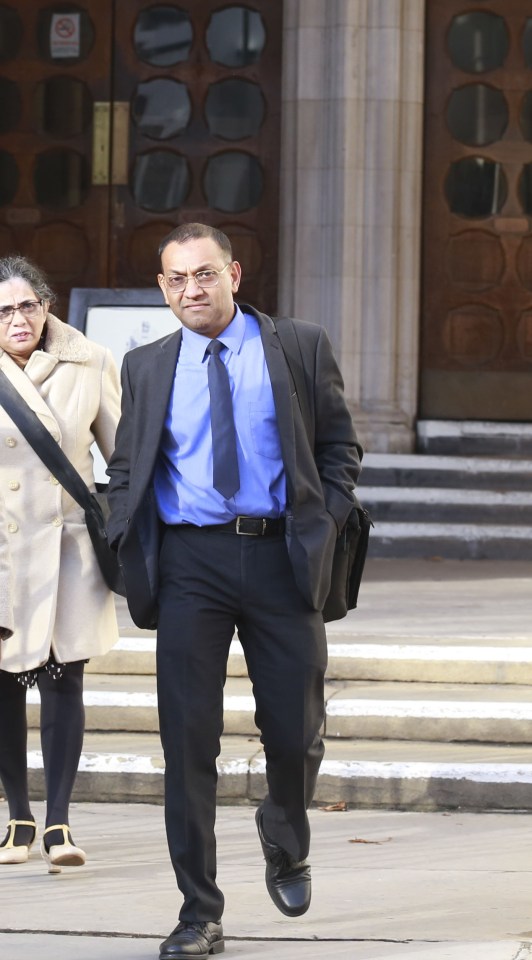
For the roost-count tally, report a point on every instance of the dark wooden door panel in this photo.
(196, 138)
(476, 359)
(51, 209)
(123, 118)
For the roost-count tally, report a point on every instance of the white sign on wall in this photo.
(65, 35)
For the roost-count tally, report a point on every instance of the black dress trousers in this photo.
(212, 582)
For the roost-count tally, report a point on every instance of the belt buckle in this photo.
(250, 533)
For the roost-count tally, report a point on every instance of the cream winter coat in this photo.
(6, 601)
(60, 601)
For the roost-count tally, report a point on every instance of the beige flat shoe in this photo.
(17, 853)
(62, 854)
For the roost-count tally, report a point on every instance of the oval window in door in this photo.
(236, 36)
(161, 108)
(234, 109)
(160, 180)
(233, 181)
(163, 35)
(61, 178)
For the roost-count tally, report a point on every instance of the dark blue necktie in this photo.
(225, 476)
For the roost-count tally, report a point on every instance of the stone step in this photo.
(447, 505)
(353, 657)
(395, 711)
(422, 470)
(452, 541)
(474, 438)
(414, 775)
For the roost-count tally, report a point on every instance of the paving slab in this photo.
(427, 886)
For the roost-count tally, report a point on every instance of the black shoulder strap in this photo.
(292, 352)
(43, 443)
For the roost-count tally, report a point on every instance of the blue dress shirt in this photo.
(183, 476)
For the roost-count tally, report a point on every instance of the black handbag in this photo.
(348, 565)
(352, 543)
(60, 466)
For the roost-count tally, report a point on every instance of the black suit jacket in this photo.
(321, 459)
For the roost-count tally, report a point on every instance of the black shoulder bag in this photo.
(60, 466)
(352, 544)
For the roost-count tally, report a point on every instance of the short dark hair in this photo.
(20, 268)
(197, 231)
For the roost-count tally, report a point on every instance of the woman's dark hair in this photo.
(20, 268)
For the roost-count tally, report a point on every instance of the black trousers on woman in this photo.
(62, 727)
(212, 582)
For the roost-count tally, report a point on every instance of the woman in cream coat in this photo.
(63, 611)
(6, 602)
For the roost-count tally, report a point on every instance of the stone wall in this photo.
(351, 167)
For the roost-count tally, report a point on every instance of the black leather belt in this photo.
(249, 527)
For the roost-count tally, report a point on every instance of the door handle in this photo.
(120, 155)
(101, 143)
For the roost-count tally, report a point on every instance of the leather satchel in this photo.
(60, 467)
(348, 565)
(352, 543)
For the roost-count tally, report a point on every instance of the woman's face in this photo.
(20, 333)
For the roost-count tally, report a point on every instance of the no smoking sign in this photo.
(64, 35)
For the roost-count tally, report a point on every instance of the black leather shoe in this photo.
(197, 940)
(287, 881)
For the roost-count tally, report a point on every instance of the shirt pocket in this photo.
(264, 431)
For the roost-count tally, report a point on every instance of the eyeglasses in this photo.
(28, 309)
(203, 278)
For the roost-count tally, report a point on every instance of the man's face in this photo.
(206, 311)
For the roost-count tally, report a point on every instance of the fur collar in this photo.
(64, 342)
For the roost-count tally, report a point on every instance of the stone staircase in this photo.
(411, 723)
(472, 504)
(439, 717)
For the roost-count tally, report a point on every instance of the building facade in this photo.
(370, 159)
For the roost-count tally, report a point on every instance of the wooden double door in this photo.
(123, 118)
(477, 234)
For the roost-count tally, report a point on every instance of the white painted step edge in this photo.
(423, 461)
(335, 707)
(388, 651)
(442, 496)
(503, 773)
(450, 531)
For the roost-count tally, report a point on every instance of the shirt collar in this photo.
(232, 337)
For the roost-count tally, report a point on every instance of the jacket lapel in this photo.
(155, 384)
(284, 396)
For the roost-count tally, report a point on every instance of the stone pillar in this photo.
(351, 197)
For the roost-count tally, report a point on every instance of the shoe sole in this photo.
(217, 947)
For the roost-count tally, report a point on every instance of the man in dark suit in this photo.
(243, 537)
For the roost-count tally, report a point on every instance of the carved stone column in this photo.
(351, 197)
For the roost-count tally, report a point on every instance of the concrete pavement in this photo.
(386, 886)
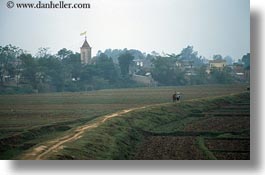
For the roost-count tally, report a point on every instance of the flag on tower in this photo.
(83, 33)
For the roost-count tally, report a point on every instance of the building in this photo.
(219, 64)
(85, 52)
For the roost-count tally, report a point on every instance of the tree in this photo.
(246, 61)
(221, 76)
(8, 61)
(217, 57)
(106, 67)
(52, 72)
(29, 70)
(188, 54)
(166, 73)
(125, 60)
(64, 53)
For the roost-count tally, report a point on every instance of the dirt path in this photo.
(40, 152)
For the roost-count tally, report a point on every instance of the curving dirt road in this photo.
(40, 152)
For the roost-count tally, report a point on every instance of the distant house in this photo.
(239, 71)
(186, 66)
(217, 64)
(145, 80)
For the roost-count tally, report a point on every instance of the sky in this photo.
(210, 26)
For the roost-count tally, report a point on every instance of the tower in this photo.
(85, 52)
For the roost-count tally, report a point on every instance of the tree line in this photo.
(21, 72)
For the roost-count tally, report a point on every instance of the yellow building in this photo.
(219, 64)
(85, 52)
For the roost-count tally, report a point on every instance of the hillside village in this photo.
(21, 72)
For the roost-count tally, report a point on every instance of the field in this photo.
(27, 121)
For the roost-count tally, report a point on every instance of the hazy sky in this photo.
(211, 26)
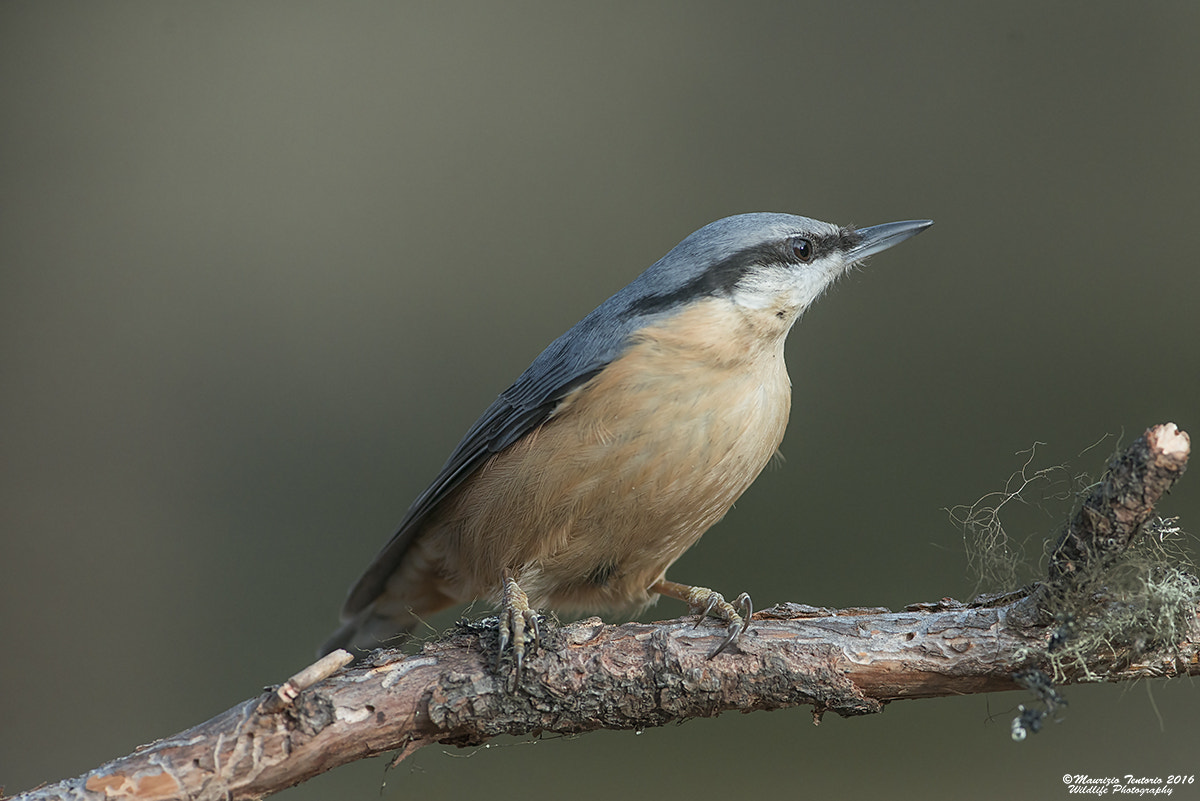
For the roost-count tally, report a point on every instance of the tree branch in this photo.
(589, 675)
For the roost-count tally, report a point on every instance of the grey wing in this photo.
(565, 365)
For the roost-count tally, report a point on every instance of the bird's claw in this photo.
(711, 603)
(516, 618)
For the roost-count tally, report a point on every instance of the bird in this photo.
(624, 440)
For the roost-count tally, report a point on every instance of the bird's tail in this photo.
(370, 630)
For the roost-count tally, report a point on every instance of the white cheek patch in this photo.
(795, 287)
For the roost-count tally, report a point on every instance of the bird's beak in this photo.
(881, 238)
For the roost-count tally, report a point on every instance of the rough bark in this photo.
(588, 675)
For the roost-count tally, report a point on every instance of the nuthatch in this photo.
(622, 444)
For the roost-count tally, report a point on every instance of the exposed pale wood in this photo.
(589, 675)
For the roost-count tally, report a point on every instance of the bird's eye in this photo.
(802, 248)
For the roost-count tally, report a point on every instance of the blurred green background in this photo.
(262, 264)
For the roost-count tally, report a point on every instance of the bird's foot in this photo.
(711, 603)
(516, 618)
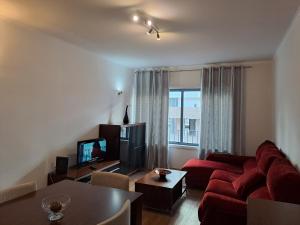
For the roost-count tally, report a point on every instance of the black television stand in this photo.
(83, 174)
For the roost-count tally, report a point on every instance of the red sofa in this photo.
(229, 180)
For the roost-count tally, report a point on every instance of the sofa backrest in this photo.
(283, 181)
(266, 159)
(262, 147)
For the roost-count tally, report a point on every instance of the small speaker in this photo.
(62, 164)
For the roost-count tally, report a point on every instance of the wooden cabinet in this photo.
(125, 143)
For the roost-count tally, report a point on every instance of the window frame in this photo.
(182, 90)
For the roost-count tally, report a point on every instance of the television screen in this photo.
(91, 151)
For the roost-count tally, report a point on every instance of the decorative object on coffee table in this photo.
(126, 119)
(161, 195)
(55, 205)
(162, 173)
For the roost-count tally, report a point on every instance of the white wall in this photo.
(258, 108)
(52, 94)
(287, 92)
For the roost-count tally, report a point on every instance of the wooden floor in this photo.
(185, 210)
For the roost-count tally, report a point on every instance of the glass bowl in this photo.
(162, 173)
(54, 205)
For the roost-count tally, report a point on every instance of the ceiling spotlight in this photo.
(149, 23)
(157, 36)
(135, 18)
(150, 31)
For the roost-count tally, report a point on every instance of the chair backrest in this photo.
(113, 180)
(122, 217)
(17, 191)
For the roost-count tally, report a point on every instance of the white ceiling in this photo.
(193, 31)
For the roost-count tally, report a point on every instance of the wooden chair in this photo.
(122, 217)
(17, 191)
(113, 180)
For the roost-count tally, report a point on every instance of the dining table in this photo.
(90, 205)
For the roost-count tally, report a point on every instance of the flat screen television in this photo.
(90, 151)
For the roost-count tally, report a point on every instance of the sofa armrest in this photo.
(216, 205)
(228, 158)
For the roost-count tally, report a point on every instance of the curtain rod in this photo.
(195, 69)
(185, 70)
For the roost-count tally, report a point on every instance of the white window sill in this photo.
(187, 147)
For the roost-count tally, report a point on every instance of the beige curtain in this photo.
(222, 114)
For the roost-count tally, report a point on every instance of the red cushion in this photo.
(249, 164)
(222, 187)
(244, 184)
(261, 193)
(266, 159)
(263, 146)
(283, 182)
(199, 171)
(224, 175)
(207, 165)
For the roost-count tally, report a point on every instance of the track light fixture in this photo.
(150, 31)
(157, 36)
(135, 18)
(147, 23)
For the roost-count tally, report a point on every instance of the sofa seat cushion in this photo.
(262, 147)
(217, 203)
(261, 193)
(199, 171)
(266, 159)
(247, 182)
(222, 187)
(224, 175)
(249, 164)
(283, 182)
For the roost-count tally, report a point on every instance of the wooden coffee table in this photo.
(161, 194)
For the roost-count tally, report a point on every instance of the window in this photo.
(184, 116)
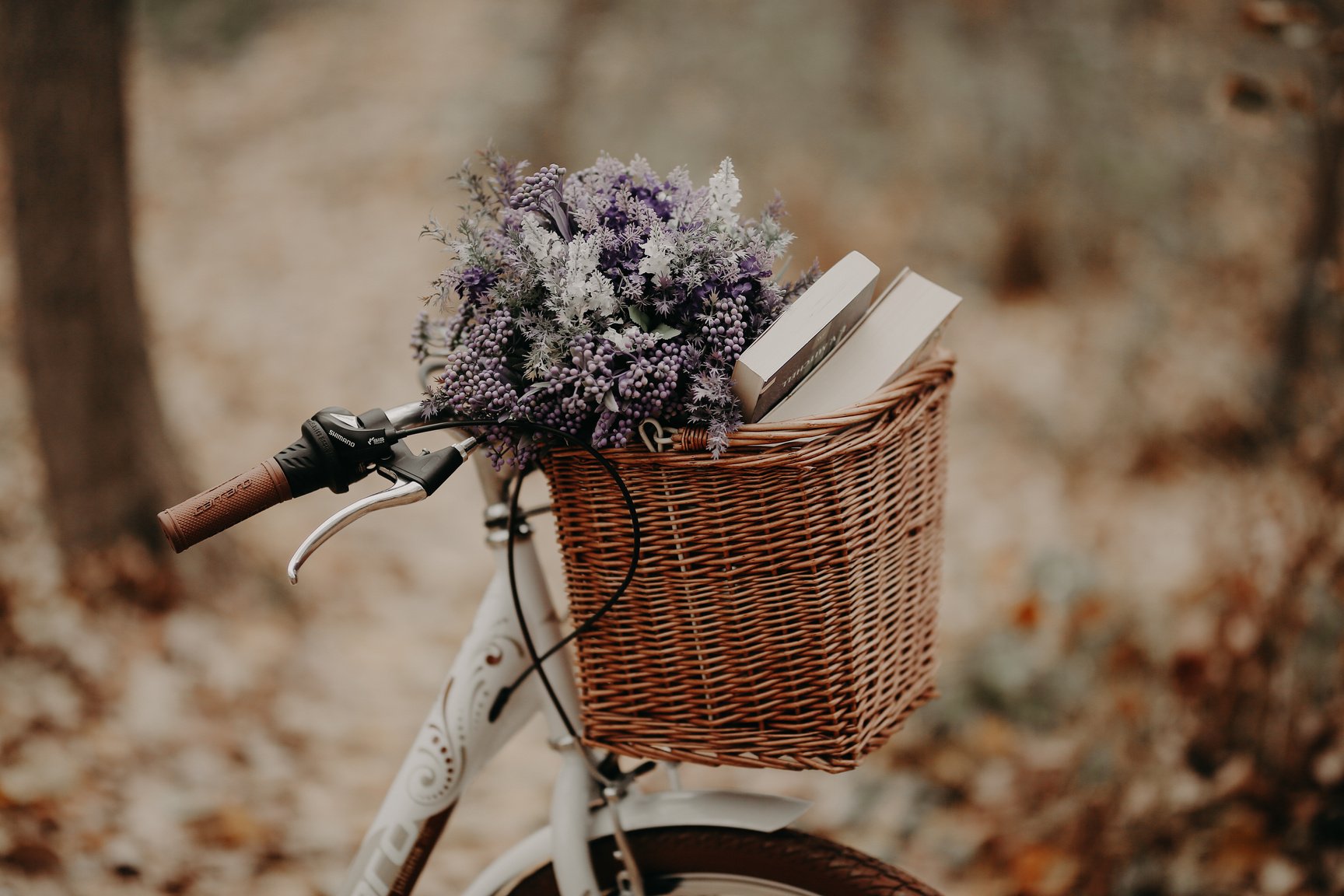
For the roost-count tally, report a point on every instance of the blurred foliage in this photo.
(1143, 664)
(208, 30)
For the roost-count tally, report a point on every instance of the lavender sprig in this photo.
(593, 301)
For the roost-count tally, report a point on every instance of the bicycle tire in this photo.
(692, 861)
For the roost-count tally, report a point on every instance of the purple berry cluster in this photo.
(593, 301)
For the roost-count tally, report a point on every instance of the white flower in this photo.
(539, 242)
(583, 288)
(659, 254)
(725, 195)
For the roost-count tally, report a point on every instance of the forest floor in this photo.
(1143, 617)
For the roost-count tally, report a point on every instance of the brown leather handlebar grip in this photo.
(214, 511)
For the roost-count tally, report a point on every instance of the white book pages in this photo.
(898, 331)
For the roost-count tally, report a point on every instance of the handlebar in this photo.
(215, 509)
(334, 450)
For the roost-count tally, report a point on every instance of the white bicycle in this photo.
(607, 835)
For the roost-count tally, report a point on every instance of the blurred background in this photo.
(1143, 674)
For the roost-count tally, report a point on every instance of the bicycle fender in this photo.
(664, 809)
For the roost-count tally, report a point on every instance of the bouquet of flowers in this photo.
(593, 301)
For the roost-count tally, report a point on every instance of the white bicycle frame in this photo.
(459, 739)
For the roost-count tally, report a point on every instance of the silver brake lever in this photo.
(402, 492)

···

Can you recast everything from the line containing "handlebar in this photo." down to the end of the entries as a two-column CSV, one row per entry, with the entry's text under instruction and its answer under points, each in a single quoted field with line breaks turned into spaces?

Problem solution:
instruction,points
"For the roost-count tally, report a point on every instance of the handlebar in this photo.","(215, 509) (334, 450)"
"For the roost-count tally, report a point on every instance of the white bicycle in this photo.","(607, 835)"
"For the roost-count tally, report a point on every instance of the blurred background in this photo.","(1143, 674)"
"For the roost-count tally, report a point on every instance of the bicycle fender in this photo.","(664, 809)"
"For the roost-count tally, report a point on every instance of the bouquet of flowers in this photo.","(593, 301)"
"For the roost-count tally, report a point on every instance of the white bicycle frame in this photo.","(459, 739)"
"For the roost-count tally, report a point on every instance of the silver brake lever in this photo.","(402, 492)"